### Work required
The line that contains "of the brown" and every line after it, down to the last one, must be restated word for word, with no pictures.

Location identification entries
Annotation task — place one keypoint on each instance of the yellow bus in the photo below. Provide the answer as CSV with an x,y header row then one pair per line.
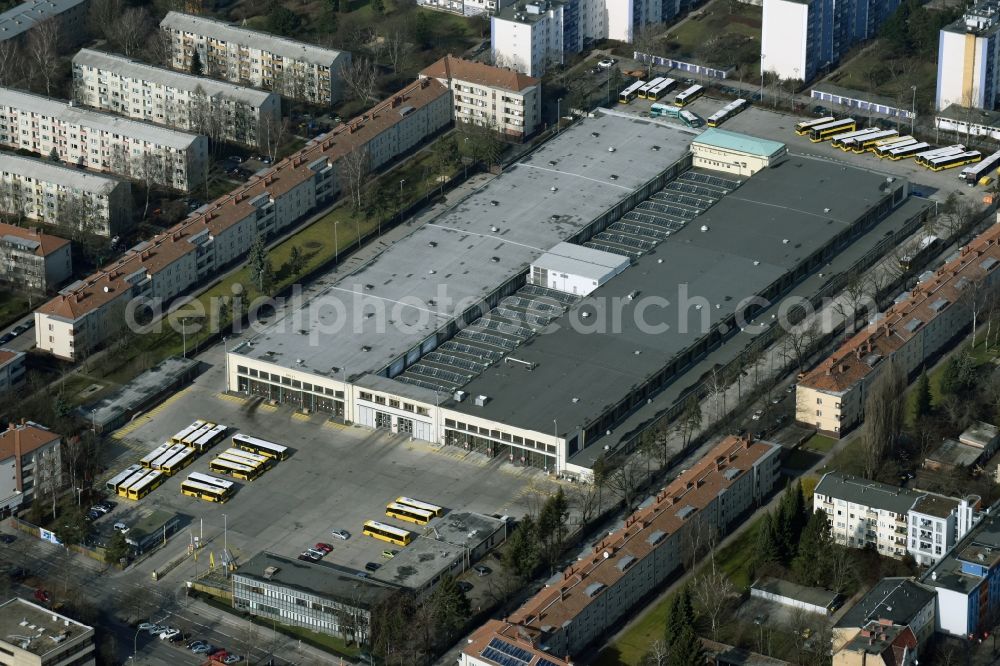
x,y
434,509
207,488
145,485
384,532
408,514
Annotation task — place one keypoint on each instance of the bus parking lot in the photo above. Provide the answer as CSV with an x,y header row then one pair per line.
x,y
335,478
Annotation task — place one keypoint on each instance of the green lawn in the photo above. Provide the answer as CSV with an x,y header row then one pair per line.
x,y
819,443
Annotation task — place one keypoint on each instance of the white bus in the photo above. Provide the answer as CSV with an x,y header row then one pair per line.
x,y
973,174
644,90
260,446
661,89
147,460
120,478
417,504
631,92
191,429
208,438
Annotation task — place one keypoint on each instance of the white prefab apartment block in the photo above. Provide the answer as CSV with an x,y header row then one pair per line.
x,y
22,17
575,269
294,69
65,197
136,90
969,59
494,97
101,141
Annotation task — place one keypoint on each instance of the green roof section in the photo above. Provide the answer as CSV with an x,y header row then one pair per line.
x,y
743,143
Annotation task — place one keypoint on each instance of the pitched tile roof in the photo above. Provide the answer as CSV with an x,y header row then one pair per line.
x,y
450,67
169,246
45,244
853,361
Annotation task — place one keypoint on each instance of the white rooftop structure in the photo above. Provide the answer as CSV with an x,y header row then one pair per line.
x,y
133,69
66,112
53,172
287,48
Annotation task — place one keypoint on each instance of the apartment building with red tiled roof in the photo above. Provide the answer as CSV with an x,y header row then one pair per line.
x,y
595,593
220,233
29,456
482,94
831,396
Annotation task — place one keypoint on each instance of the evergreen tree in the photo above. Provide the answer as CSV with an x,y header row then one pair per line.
x,y
922,406
196,67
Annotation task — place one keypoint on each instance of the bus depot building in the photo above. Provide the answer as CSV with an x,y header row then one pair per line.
x,y
457,334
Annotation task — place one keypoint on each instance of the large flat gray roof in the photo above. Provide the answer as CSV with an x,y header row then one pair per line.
x,y
133,69
443,267
287,48
57,108
578,375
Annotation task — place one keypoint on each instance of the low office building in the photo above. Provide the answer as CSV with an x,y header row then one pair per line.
x,y
598,590
294,69
735,153
219,234
102,142
23,16
317,597
488,96
223,111
799,38
969,59
899,602
831,396
894,521
32,635
32,261
879,644
865,513
967,582
12,374
63,196
28,455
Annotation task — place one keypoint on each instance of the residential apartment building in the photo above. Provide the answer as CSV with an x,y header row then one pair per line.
x,y
32,635
899,602
23,16
831,396
294,69
101,141
12,374
220,234
320,598
32,261
967,582
894,521
490,96
597,592
799,38
223,111
865,513
969,59
531,37
29,455
62,196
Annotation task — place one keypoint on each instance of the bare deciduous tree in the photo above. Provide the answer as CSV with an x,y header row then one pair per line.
x,y
42,52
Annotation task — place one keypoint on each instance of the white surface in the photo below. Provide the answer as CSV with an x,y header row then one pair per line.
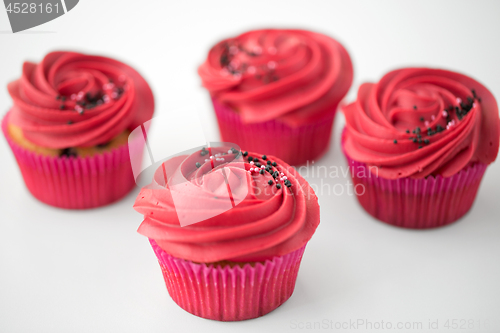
x,y
89,271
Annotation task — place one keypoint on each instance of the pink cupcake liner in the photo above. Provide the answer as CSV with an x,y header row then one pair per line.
x,y
229,293
75,183
293,145
416,203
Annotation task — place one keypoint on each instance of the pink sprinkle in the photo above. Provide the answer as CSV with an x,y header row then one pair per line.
x,y
108,86
257,50
234,63
271,64
233,49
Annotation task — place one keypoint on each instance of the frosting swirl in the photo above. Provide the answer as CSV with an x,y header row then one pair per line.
x,y
76,100
294,75
417,122
268,220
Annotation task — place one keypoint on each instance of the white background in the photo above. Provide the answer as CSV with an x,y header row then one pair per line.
x,y
89,271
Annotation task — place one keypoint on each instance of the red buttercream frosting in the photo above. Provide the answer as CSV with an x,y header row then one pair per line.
x,y
456,116
267,221
76,100
295,76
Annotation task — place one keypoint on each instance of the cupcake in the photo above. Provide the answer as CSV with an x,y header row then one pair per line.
x,y
229,232
418,143
278,90
69,124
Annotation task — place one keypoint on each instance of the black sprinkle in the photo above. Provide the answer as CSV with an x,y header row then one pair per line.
x,y
103,145
68,152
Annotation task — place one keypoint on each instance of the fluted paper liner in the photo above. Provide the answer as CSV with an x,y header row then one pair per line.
x,y
75,182
229,293
417,203
293,145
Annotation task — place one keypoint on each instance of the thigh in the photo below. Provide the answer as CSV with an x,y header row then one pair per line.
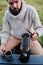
x,y
12,42
36,47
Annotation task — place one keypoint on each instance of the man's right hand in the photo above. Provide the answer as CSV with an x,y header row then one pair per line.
x,y
2,48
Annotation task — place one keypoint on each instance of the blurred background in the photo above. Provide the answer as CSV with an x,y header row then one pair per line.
x,y
38,4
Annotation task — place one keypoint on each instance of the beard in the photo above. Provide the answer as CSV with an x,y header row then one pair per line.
x,y
15,11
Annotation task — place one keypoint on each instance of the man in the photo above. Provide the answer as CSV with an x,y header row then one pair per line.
x,y
18,17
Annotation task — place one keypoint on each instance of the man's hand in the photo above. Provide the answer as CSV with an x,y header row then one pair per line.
x,y
34,36
2,48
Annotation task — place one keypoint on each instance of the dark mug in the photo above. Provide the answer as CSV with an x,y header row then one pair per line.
x,y
8,56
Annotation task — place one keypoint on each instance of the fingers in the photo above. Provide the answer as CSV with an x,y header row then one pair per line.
x,y
2,49
34,36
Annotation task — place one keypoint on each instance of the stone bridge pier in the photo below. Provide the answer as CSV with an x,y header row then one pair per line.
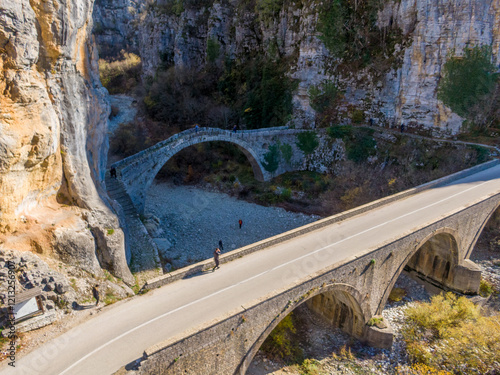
x,y
346,294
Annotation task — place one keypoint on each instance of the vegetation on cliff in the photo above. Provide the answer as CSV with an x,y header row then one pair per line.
x,y
449,333
471,87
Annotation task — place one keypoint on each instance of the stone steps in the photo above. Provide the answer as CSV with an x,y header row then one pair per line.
x,y
142,247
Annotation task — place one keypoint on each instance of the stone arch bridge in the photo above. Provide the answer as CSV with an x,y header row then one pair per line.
x,y
343,267
138,171
429,231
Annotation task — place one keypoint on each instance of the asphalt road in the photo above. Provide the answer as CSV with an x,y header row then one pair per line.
x,y
120,333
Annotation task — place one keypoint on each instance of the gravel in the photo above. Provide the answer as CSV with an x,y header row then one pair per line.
x,y
193,220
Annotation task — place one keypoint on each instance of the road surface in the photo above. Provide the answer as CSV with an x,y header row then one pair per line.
x,y
120,333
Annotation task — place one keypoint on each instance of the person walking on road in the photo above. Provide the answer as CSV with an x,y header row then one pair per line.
x,y
216,259
95,293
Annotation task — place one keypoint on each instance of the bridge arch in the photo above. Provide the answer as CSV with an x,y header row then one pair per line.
x,y
435,258
469,250
342,304
137,172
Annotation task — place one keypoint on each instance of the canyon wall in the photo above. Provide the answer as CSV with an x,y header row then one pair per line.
x,y
53,137
177,32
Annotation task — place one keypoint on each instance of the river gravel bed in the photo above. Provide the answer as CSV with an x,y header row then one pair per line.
x,y
188,222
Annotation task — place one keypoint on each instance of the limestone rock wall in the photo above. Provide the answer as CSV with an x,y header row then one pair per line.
x,y
53,121
406,93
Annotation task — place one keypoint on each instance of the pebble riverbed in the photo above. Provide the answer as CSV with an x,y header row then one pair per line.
x,y
192,220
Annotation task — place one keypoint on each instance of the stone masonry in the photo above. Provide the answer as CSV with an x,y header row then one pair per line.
x,y
348,294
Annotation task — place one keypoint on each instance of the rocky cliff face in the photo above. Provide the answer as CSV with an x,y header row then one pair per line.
x,y
53,141
167,33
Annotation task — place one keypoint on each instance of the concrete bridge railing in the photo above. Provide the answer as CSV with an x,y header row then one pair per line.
x,y
347,294
238,253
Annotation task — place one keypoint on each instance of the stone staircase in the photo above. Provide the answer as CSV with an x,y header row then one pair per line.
x,y
145,262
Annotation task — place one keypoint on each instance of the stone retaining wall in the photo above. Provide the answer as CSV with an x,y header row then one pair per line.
x,y
238,253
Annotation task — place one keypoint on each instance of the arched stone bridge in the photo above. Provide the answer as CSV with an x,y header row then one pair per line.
x,y
345,273
138,171
342,267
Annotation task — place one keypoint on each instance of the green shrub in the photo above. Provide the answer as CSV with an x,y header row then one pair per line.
x,y
397,294
310,367
307,142
468,84
362,146
280,343
357,116
121,75
213,49
339,131
486,288
323,96
268,9
286,152
286,194
331,25
272,158
449,333
128,139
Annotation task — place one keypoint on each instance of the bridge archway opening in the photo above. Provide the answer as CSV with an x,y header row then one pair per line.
x,y
488,240
337,309
201,161
435,260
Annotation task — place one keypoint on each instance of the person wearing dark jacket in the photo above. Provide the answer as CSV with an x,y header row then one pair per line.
x,y
95,293
216,259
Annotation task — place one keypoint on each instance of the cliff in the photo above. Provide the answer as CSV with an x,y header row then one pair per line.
x,y
53,137
399,87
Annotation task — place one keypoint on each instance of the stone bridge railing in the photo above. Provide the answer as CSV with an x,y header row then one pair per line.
x,y
190,134
238,253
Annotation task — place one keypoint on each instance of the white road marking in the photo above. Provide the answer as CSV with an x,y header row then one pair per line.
x,y
262,273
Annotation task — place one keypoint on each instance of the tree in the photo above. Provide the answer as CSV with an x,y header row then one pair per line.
x,y
468,85
286,152
272,159
307,142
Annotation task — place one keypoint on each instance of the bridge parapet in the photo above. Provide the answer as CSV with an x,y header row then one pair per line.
x,y
238,253
192,133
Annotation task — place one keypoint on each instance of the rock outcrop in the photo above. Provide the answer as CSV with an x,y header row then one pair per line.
x,y
405,92
53,131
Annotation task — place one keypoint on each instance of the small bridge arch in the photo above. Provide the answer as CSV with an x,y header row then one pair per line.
x,y
339,304
138,171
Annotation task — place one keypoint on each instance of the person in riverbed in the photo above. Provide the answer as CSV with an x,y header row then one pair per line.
x,y
216,259
95,293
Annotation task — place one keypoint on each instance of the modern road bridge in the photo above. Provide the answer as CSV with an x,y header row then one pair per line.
x,y
343,267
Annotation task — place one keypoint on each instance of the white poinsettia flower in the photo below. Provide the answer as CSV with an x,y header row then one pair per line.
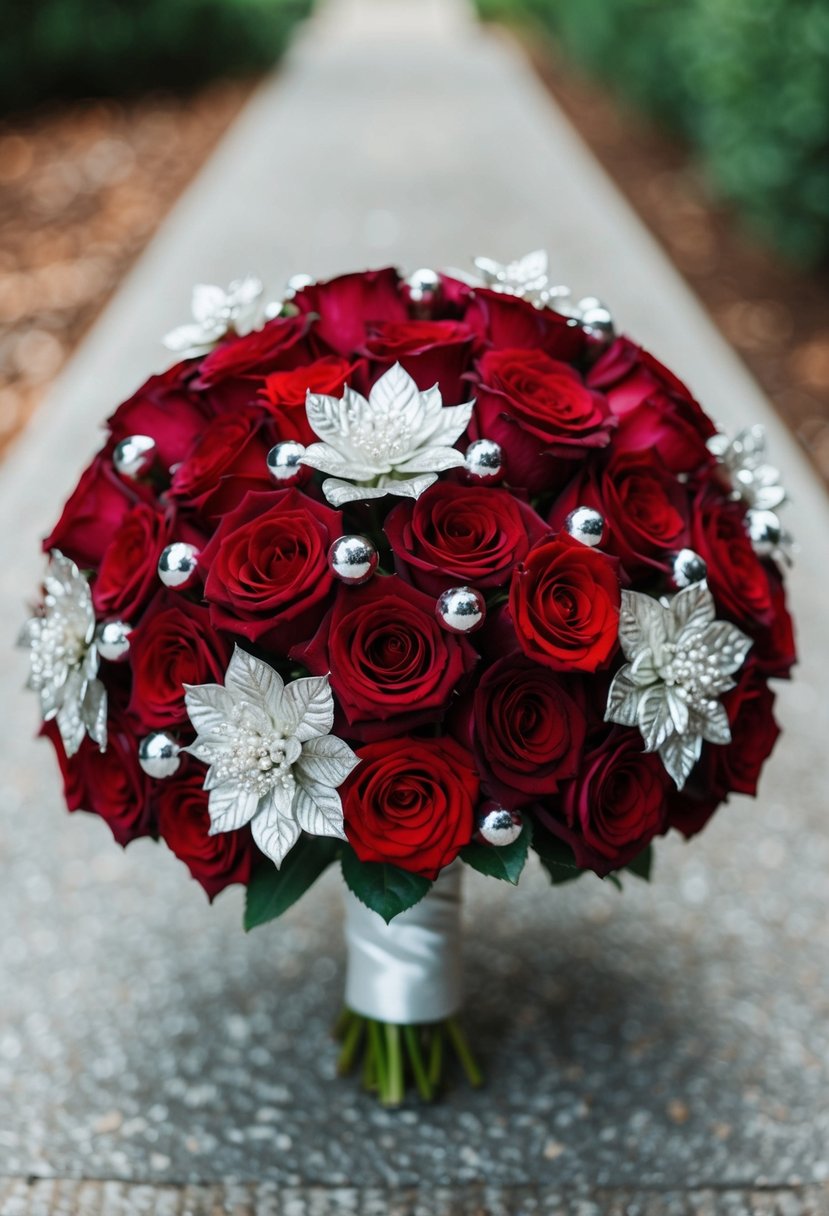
x,y
63,657
681,660
396,442
272,760
216,313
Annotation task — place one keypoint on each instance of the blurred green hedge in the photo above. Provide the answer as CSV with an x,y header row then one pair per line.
x,y
746,82
56,49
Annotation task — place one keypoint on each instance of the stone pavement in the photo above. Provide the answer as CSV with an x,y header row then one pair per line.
x,y
665,1051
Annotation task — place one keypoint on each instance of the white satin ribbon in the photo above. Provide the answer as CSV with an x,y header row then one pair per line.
x,y
409,970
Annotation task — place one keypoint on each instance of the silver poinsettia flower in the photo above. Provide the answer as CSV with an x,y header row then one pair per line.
x,y
680,662
63,657
272,760
216,313
744,461
396,442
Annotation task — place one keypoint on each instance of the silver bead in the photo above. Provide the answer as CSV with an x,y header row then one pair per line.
x,y
498,826
765,532
687,567
159,755
423,286
112,640
586,525
178,564
596,317
134,456
283,462
484,459
461,609
353,559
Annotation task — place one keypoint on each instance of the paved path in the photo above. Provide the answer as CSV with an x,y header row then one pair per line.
x,y
665,1051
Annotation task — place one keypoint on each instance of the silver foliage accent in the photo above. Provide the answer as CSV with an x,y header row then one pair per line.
x,y
216,313
63,657
680,662
396,442
272,760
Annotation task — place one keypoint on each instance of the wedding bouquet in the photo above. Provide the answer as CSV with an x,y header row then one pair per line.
x,y
410,575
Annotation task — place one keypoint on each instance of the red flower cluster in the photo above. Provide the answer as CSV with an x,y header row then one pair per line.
x,y
443,724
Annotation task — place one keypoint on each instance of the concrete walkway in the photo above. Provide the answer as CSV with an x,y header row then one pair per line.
x,y
664,1051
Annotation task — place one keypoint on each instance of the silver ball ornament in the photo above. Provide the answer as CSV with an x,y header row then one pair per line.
x,y
283,462
353,559
484,460
178,566
765,532
687,568
112,640
159,755
423,286
134,456
461,609
586,525
497,826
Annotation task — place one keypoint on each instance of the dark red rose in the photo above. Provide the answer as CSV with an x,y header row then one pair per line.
x,y
214,861
537,407
268,568
564,602
646,510
615,805
283,393
348,305
168,411
107,783
432,353
528,730
96,507
734,767
392,665
128,574
655,410
173,645
411,803
227,460
461,534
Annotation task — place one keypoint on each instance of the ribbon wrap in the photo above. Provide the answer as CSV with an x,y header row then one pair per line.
x,y
409,970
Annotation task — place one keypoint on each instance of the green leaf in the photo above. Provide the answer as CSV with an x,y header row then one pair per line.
x,y
506,861
385,889
271,891
642,865
556,856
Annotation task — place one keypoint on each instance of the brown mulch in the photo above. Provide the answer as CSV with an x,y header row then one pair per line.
x,y
774,315
82,191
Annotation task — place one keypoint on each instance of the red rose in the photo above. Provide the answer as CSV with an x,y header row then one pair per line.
x,y
349,304
564,602
655,410
646,510
285,393
411,803
168,411
107,783
615,805
128,574
432,353
461,534
214,861
537,407
173,645
268,568
227,460
528,730
392,665
734,767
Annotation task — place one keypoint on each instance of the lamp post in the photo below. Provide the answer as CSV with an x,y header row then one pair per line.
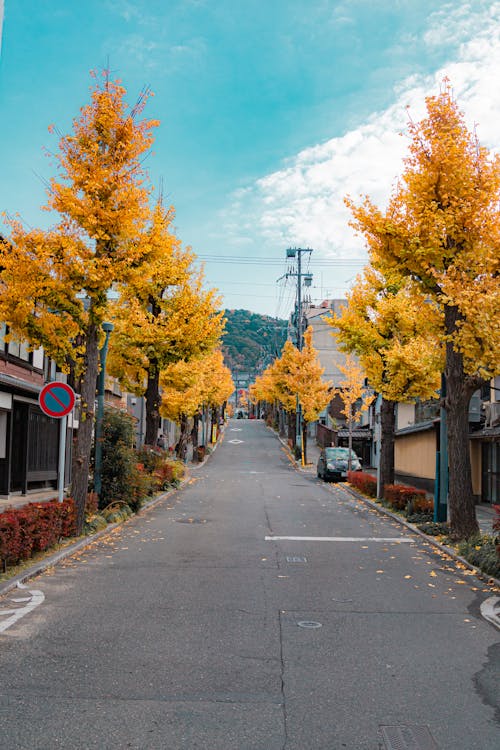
x,y
296,252
107,328
441,484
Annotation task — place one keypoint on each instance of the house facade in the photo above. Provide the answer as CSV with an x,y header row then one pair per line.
x,y
417,440
29,440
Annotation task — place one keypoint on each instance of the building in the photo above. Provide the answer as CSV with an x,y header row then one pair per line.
x,y
417,440
29,440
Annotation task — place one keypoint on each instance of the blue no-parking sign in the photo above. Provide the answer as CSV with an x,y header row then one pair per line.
x,y
56,399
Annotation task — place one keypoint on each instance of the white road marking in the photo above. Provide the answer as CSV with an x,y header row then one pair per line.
x,y
490,610
337,539
37,597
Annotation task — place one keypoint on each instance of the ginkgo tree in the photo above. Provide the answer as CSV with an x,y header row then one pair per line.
x,y
441,229
187,386
389,326
55,283
295,379
313,393
163,315
354,396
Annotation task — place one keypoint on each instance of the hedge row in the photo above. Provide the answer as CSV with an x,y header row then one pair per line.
x,y
34,528
398,496
365,483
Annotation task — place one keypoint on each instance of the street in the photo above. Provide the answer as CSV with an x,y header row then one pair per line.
x,y
193,627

### Result
Annotation task — place one keypoint on each instance of the brown mulch in the photo above. Provide the answer as CSV with an x,y header row then one pair per line.
x,y
774,315
82,191
Annotation task — place one keypoint on each instance of the red rose in the photo above. Provide the answer as CSV with an x,y header row then one pair per line.
x,y
349,304
564,602
655,410
646,510
285,393
411,803
168,411
107,783
615,805
128,574
432,353
461,534
214,861
537,407
173,645
268,568
227,460
528,730
392,665
734,767
Annotation task — place one keypoint on each instance of the lamp post in the photo below. Provide the answer as CSV with an x,y header row then one pair per line.
x,y
296,252
107,328
441,484
Annotation task — place one keypoint on each instance of the house facade in the photo above. Provide the answer as CSV with an x,y header row then one pair per line.
x,y
417,440
29,440
Annotation task — place one keypoint on each instance of the building in the photo above. Provide the answer as CSV with an x,y header row then one pair per line.
x,y
417,440
29,440
Annotation task — place one keypoint on each instance of the blue no-parking sign in the photo above. Provide the answer as CSV with an x,y header row then one pair per line.
x,y
56,399
Annotation task — place one keypoint on each instance of the white road marking in the photo above. Provide the answer as CSV with an x,y header row then one pair per line.
x,y
490,610
337,539
37,597
Annotation task — place one keypoint on each instance of the ginkgo tree in the photo above. Provide the answer as CSV with an x,y header row then one pair per line.
x,y
441,229
187,386
389,326
55,283
295,379
313,393
163,315
354,396
Annotation task — place one keypoint on each instance of the hedge row in the photo above. Provide the answer as CSV with an x,y header row then one pair per line.
x,y
34,528
398,496
365,483
Annotation task — place one keypoint on each instance of the street in the photo above. Provide the answer as CSV with an x,y header row then one pair per line.
x,y
193,627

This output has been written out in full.